Saved data entries:
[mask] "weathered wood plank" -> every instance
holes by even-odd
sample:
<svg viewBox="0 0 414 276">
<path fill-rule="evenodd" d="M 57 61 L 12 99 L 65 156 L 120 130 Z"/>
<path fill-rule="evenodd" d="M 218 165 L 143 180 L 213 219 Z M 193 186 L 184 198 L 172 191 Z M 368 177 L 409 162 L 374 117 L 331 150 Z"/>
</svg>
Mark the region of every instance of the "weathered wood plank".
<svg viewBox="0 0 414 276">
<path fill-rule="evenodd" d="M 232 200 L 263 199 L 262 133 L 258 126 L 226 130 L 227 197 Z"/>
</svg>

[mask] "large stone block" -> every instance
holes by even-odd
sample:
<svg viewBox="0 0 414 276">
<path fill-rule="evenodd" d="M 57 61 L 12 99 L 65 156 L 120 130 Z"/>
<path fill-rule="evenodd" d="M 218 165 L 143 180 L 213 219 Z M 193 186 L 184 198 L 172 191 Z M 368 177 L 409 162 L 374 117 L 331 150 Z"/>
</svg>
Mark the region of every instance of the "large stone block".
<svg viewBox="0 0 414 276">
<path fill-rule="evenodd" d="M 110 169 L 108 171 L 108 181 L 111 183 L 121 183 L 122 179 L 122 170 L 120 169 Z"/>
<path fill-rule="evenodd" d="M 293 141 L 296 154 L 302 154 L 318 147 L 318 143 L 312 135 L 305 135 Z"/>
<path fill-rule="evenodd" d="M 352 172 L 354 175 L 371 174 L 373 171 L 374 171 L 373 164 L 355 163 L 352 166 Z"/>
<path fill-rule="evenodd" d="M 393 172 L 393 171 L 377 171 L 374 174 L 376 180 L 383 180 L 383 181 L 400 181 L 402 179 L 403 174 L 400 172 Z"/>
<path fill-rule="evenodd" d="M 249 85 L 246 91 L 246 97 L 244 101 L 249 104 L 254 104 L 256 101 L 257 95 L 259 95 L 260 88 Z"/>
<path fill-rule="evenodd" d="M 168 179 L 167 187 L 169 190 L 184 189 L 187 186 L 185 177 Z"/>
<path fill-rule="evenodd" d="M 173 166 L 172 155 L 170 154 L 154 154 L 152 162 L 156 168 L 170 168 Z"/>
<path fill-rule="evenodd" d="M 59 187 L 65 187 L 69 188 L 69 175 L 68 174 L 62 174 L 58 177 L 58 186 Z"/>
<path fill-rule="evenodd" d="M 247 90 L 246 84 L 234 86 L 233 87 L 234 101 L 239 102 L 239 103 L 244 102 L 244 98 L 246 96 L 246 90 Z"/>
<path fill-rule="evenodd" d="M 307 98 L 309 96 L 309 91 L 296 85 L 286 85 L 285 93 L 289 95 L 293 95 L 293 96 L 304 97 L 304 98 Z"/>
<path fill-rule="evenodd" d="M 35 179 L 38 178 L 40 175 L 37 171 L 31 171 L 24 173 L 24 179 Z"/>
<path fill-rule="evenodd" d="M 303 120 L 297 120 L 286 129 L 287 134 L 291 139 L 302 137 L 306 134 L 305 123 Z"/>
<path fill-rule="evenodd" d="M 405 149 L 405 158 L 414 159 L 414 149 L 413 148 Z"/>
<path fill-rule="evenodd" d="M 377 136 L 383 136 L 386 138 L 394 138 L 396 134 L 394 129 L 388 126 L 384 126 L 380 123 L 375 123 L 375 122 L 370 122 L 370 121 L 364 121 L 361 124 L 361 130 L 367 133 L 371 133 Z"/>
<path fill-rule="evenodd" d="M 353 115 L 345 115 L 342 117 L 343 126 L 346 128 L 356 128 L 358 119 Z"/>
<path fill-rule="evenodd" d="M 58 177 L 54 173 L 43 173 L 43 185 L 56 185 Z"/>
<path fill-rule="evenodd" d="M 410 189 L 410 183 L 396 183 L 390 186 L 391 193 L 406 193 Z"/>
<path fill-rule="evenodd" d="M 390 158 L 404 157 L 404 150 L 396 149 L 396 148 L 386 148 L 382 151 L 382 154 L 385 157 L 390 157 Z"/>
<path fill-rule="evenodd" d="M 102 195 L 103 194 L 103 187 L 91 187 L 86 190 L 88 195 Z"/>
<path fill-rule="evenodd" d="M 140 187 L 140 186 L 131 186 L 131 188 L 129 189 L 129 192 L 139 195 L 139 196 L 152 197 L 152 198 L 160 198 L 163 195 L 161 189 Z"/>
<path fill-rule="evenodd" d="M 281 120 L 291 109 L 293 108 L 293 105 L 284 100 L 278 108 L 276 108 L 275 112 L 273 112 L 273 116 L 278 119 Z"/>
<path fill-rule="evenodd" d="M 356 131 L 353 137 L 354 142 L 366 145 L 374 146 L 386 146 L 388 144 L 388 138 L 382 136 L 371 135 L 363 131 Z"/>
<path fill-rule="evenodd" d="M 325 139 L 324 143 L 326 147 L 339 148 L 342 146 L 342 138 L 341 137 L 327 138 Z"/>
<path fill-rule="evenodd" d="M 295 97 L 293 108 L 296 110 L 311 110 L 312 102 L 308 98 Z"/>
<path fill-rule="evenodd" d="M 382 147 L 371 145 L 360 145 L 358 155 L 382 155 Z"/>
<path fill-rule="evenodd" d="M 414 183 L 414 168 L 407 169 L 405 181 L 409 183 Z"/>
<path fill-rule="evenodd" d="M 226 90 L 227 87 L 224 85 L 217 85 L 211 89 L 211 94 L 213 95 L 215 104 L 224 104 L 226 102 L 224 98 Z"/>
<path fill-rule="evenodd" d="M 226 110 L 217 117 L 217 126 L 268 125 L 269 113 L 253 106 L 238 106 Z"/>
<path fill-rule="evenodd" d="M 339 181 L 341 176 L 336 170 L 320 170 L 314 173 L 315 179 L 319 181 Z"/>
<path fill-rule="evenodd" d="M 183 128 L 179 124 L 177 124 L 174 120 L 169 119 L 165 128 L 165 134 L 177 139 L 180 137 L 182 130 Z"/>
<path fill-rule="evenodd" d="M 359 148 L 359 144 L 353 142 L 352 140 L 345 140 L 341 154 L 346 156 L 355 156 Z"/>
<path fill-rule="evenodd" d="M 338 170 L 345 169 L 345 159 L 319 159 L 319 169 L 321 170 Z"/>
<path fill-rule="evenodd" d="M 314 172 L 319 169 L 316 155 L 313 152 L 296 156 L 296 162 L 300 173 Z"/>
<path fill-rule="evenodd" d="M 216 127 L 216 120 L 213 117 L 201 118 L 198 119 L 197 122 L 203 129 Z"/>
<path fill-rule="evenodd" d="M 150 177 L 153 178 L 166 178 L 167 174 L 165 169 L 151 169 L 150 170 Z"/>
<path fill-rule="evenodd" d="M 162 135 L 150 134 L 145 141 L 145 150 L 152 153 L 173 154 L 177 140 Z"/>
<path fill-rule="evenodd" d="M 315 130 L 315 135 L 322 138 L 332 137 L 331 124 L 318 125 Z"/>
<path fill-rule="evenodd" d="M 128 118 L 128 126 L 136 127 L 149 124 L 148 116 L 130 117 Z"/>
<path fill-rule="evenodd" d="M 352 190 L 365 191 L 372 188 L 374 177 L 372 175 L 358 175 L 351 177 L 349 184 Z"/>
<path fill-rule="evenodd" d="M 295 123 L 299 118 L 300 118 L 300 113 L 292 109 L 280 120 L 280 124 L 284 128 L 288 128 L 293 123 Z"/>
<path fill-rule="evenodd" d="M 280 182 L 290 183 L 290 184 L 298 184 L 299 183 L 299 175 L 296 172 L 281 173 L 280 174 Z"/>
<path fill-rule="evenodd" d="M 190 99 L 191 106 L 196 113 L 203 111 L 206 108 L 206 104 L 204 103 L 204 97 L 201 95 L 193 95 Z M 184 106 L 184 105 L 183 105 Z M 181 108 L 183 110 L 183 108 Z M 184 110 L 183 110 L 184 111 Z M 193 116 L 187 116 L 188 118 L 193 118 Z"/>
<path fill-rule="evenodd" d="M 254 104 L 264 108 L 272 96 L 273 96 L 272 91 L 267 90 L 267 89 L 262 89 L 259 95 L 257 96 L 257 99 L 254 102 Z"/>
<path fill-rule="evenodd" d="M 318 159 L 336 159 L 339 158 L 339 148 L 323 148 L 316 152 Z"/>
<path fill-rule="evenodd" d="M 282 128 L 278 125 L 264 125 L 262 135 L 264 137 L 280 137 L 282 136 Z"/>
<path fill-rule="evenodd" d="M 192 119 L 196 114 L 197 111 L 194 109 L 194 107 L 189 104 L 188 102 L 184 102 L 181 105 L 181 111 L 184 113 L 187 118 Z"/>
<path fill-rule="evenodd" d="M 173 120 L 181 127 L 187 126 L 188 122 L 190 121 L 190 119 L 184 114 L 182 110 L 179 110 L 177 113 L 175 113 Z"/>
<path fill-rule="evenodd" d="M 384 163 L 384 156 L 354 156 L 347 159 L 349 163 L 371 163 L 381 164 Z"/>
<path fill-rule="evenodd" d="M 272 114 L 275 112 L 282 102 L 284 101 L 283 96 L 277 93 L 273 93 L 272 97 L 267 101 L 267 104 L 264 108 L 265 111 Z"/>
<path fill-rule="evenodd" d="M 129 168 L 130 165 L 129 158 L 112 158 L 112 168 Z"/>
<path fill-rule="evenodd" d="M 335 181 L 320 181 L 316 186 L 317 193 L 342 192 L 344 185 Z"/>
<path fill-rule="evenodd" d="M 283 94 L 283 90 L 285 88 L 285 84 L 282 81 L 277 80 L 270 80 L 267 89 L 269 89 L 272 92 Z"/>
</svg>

ASSIGNMENT: Which lines above carry the string "weathered"? Copy those lines.

REPLY TO THE TASK:
[mask] "weathered wood plank" -> every instance
Mark the region of every instance of the "weathered wood plank".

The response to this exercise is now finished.